# [Exercise]
Return every line of the rows below that contains the string "blonde", matching case exactly.

# [Data to use]
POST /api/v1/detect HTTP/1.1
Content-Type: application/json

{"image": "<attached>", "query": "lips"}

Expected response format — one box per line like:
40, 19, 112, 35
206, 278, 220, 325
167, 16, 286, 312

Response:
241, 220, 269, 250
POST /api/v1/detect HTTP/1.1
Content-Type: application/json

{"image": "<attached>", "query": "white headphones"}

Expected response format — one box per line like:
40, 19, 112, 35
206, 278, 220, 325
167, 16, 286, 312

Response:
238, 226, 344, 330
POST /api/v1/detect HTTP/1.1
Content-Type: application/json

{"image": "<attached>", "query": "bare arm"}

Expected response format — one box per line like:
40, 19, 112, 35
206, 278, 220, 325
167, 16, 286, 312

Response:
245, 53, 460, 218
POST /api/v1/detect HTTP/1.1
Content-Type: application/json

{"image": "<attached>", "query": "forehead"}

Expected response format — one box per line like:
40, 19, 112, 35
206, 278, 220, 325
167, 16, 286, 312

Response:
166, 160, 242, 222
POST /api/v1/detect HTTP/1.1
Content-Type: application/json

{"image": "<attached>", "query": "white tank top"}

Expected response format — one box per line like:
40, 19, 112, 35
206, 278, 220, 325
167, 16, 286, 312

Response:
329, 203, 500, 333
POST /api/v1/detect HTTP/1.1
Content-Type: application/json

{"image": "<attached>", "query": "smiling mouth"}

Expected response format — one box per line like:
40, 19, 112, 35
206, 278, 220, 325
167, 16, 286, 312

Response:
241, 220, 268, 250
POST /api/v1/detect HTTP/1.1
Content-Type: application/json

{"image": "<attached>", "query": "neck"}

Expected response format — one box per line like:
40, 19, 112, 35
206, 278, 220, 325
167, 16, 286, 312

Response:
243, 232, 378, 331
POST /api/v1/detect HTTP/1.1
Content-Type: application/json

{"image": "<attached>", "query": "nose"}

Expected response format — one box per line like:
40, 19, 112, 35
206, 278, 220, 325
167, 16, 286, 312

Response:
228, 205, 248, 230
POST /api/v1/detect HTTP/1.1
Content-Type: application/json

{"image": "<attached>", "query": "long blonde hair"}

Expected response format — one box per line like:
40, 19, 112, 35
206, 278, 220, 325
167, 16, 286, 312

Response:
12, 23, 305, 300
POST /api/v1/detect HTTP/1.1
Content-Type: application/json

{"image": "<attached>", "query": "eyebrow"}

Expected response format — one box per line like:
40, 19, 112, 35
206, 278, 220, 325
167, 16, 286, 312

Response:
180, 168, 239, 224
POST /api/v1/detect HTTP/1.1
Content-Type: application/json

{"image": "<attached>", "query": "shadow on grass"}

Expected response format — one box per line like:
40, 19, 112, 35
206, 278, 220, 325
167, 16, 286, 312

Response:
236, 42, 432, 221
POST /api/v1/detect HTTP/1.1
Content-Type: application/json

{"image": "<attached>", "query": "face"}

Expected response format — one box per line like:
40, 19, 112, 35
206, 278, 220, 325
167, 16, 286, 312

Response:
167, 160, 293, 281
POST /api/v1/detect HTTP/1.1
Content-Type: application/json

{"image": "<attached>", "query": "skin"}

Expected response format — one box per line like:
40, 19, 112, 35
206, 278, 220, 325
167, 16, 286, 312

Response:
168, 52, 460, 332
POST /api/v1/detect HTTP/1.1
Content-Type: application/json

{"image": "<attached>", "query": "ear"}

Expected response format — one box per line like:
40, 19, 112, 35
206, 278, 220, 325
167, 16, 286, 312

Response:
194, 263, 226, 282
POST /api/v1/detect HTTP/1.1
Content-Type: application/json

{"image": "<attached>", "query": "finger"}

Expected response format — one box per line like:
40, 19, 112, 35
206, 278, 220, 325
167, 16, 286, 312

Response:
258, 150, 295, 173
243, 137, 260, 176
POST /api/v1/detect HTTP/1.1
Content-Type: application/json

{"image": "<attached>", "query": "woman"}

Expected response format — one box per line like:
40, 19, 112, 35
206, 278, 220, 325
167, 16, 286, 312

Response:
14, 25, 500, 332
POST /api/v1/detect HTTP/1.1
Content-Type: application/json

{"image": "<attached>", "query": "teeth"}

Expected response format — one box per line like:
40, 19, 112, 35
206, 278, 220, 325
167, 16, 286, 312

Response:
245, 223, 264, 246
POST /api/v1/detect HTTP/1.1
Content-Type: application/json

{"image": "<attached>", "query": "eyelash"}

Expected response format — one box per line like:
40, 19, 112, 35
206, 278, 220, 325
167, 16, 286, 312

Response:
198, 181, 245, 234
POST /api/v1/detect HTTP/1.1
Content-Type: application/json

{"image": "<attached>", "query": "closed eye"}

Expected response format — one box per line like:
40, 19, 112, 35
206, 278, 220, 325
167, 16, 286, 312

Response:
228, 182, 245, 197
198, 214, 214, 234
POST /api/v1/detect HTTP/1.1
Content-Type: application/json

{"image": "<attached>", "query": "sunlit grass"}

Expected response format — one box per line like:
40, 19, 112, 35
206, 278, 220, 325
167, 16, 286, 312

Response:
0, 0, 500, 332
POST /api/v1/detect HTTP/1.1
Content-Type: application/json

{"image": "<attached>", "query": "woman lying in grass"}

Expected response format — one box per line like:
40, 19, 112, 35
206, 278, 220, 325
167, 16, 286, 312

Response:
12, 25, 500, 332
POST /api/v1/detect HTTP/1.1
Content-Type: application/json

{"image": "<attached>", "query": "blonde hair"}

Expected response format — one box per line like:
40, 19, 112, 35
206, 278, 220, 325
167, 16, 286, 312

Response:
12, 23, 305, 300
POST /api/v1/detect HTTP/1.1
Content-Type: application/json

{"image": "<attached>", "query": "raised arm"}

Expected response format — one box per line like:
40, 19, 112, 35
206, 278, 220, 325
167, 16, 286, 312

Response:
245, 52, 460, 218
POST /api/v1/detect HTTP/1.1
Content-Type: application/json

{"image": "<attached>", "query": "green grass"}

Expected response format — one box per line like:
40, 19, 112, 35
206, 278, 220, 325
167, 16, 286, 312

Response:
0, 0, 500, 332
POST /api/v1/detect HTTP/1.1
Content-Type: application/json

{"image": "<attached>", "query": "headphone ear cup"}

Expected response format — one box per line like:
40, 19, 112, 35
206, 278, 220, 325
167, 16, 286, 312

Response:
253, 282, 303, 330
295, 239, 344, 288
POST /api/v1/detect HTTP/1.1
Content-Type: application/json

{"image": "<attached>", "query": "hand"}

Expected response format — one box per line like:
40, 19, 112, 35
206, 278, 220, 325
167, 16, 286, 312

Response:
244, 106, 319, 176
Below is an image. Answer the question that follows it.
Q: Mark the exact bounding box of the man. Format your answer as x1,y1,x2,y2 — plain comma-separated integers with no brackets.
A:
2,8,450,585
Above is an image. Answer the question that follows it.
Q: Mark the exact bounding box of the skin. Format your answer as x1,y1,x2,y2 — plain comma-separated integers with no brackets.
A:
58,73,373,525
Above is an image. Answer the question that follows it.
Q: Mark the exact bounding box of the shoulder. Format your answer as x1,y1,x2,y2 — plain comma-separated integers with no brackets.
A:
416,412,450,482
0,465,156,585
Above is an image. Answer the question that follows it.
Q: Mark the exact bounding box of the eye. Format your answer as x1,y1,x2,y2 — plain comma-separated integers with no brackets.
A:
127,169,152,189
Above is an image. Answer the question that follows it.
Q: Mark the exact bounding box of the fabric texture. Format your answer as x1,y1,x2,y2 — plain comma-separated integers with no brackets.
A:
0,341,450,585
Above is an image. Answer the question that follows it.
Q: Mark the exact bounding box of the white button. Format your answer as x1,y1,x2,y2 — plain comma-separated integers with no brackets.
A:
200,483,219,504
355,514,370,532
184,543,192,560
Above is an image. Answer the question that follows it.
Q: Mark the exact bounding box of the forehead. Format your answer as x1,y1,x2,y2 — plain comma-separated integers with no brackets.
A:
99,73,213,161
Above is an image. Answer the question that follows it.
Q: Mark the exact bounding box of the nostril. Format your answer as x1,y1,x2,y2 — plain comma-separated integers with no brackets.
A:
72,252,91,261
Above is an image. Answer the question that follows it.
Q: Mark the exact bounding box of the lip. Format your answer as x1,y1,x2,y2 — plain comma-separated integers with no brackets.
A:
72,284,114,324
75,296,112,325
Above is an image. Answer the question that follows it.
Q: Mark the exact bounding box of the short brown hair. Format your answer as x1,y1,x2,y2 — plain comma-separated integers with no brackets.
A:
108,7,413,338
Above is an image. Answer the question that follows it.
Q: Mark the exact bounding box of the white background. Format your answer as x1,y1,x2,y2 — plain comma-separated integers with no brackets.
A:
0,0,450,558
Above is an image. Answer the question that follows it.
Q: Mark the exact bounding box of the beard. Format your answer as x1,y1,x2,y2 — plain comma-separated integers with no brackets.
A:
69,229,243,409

# [Exercise result]
{"image": "<attached>", "query": "long blonde hair"}
{"image": "<attached>", "query": "blonde hair"}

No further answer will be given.